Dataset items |

****************

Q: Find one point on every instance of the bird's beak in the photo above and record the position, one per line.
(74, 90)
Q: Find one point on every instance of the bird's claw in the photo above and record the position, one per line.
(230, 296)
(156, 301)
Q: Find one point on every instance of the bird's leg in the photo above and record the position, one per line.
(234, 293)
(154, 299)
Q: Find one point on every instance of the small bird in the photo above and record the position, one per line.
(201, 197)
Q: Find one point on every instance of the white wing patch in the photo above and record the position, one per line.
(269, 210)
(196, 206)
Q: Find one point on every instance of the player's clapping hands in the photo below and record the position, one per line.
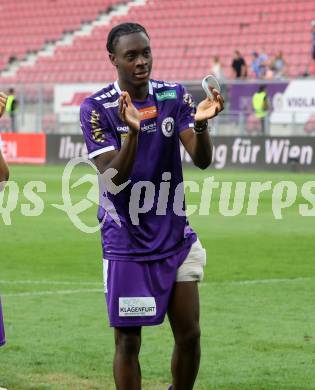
(3, 102)
(209, 108)
(128, 112)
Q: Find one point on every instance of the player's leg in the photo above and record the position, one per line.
(127, 371)
(183, 313)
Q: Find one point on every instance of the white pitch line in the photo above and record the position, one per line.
(50, 282)
(256, 281)
(57, 292)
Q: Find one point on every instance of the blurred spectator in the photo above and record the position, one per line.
(278, 65)
(259, 64)
(11, 108)
(239, 66)
(261, 106)
(217, 69)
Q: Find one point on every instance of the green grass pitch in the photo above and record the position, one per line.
(257, 299)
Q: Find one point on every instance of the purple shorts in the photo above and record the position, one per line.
(138, 293)
(2, 335)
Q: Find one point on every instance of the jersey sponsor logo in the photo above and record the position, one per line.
(166, 95)
(137, 306)
(123, 137)
(122, 129)
(148, 112)
(167, 126)
(97, 132)
(188, 99)
(111, 104)
(150, 128)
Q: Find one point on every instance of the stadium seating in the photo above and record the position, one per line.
(186, 35)
(27, 25)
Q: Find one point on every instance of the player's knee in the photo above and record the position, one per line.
(128, 344)
(189, 339)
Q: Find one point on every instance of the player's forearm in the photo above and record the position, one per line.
(124, 160)
(202, 150)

****************

The problem | Rewrite the records from the line that contains "Q: Find one point on every instance of the player's forearm" through the end of the records, keeping the request line as it is and adjusting every coordinate value in the answers by -6.

Expected output |
Q: Find one point on every instance of the player's forearm in the photo above and record the position, one per line.
(118, 154)
(196, 144)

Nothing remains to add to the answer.